▶ TEKS YANG DIBERIKAN:
Mencintai Para Pewaris Nabi SAW

 
Mencintai Para Pewaris Nabi SAW
Sumber Gambar: Dok. Laduni.ID

Laduni.ID, Jakarta – Tanda cinta seseorang kepada Allah Ta’ala dan Rasul-Nya, diantaranya dengan mencintai para pewaris Nabi SAW, dari mulai para sahabat Nabi SAW sampai ulama-ulama dan para awliya’ pada masa sekarang ini. Kewajiban menghormati mereka bukan sekedar berdasarkan sadah (sayyid/keturunan Nabi, red) atau bukan. Sebab Allah Ta’ala dalam memberikan fadhal-Nya, keutamaan-Nya, kepada hamba-Nya sebagai wali-Nya. Siapapun yang dikehendaki Allah sebagai wali-Nya, jadilah. Sekali lagi, tidak terikat dari keturunan mana, atau siapa. Dan kewajiban kita adalah menghormati para waliyullah, yang notabene orang yang dekat dengan Allah dan Rasul-Nya.

▶ KUTIPAN SUMBER:

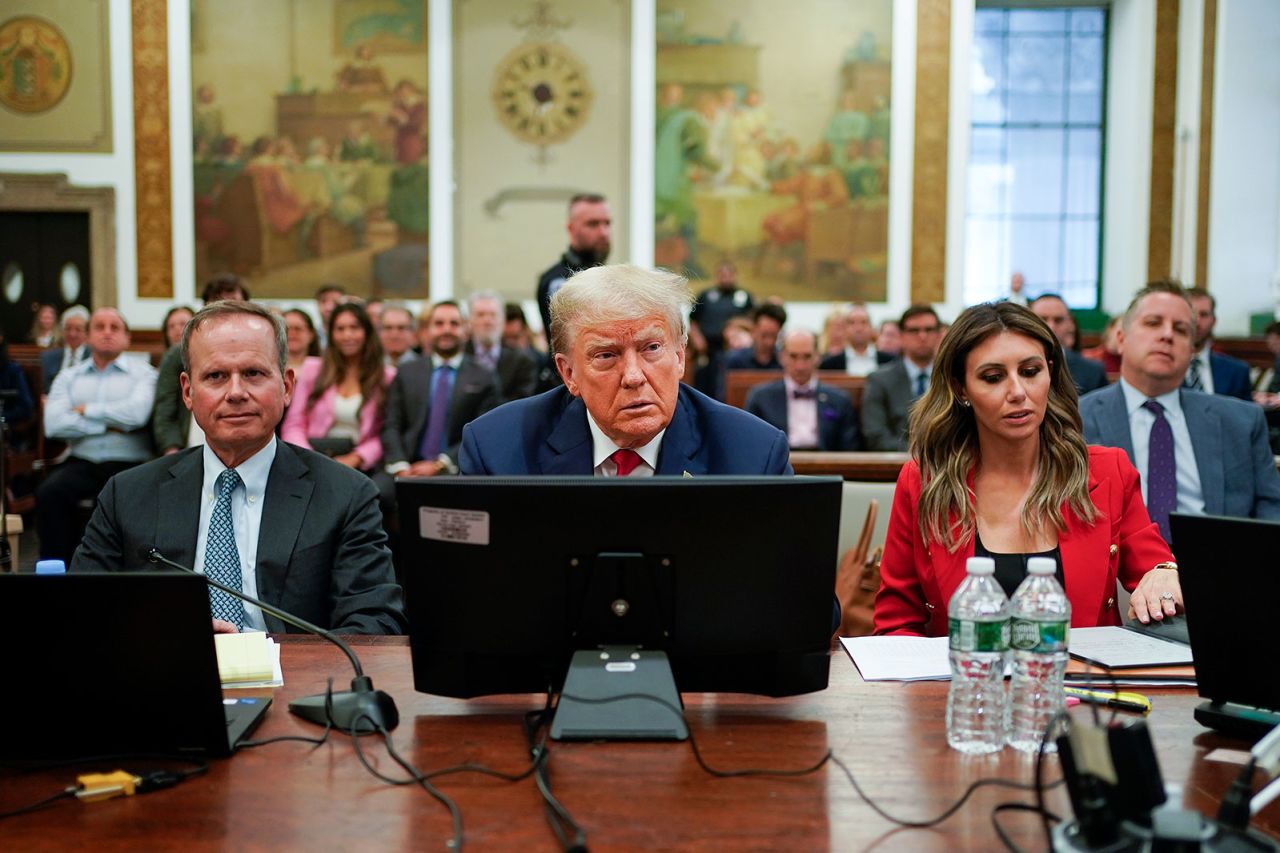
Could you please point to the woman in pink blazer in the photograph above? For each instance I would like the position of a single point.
(1000, 468)
(341, 395)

▶ YANG AKAN DIKERJAKAN: Menurut teks yang diberikan, siapa saja yang termasuk para pewaris Nabi SAW yang dicintai sebagai tanda cinta kepada Allah Ta’ala dan Rasul-Nya?

▶ HASIL LATIHAN: Mereka adalah para sahabat Nabi SAW sampai ulama-ulama dan para awliya’ pada masa sekarang ini.